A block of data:

start

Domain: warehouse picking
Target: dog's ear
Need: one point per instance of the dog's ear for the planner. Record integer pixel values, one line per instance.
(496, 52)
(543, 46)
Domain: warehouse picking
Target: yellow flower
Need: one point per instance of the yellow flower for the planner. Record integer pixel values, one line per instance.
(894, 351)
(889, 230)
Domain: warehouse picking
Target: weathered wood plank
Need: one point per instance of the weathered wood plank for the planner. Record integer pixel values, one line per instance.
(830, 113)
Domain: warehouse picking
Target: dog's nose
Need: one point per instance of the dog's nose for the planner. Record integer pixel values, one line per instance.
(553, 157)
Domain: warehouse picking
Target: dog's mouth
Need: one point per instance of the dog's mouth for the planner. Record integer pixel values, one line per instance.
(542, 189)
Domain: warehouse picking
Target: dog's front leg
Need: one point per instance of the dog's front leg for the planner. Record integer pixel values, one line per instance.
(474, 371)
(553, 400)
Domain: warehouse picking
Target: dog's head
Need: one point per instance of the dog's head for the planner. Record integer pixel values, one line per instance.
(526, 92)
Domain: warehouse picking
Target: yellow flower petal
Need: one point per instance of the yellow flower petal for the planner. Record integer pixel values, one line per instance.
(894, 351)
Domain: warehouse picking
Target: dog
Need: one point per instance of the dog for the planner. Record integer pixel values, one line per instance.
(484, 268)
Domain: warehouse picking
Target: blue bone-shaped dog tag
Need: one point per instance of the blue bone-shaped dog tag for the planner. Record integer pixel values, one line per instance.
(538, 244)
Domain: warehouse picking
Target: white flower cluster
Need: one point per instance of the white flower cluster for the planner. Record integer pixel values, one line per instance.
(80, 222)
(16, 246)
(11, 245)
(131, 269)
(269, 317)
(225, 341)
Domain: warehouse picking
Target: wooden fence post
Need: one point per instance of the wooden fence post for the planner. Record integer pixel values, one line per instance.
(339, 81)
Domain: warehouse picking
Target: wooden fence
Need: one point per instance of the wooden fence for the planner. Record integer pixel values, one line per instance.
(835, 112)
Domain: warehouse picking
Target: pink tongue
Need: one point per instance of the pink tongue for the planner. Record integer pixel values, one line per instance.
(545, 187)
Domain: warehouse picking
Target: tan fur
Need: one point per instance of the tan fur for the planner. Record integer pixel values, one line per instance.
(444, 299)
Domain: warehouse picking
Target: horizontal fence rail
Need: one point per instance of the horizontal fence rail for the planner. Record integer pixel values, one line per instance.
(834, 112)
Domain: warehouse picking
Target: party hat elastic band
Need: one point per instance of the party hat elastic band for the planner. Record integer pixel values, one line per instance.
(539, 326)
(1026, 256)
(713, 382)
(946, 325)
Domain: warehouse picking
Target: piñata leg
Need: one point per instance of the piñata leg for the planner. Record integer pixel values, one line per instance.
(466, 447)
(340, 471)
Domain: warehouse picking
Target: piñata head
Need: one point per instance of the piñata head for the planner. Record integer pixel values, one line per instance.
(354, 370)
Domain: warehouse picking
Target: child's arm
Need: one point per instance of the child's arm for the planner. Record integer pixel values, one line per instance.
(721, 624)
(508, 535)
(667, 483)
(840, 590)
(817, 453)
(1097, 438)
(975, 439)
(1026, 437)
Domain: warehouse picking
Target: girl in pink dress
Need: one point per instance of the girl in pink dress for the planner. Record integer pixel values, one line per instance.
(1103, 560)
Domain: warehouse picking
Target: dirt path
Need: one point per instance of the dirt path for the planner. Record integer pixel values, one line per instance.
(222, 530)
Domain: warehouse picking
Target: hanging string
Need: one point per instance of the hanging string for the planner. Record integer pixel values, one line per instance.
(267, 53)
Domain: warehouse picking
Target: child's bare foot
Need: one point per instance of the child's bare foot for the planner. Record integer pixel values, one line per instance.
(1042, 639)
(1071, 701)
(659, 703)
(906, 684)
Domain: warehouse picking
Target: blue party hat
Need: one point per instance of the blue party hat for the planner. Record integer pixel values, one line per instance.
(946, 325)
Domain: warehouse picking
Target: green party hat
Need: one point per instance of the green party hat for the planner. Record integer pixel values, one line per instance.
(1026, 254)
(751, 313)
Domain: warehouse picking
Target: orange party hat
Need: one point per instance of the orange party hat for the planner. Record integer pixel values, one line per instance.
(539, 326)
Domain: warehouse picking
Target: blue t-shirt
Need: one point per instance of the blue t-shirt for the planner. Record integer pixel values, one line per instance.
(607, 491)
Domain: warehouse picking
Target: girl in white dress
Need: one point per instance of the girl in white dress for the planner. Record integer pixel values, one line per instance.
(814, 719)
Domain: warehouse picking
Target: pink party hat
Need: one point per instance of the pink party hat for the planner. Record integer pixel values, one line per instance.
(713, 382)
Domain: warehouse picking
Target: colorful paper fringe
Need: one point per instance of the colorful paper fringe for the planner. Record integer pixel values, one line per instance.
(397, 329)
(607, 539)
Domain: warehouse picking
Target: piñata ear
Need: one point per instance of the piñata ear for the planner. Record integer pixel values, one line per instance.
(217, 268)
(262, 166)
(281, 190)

end

DIRECTIONS
Count the rows above that contain the string "petal", treating uppercase and lowercase as different, and give only the number.

WRITTEN REPLY
2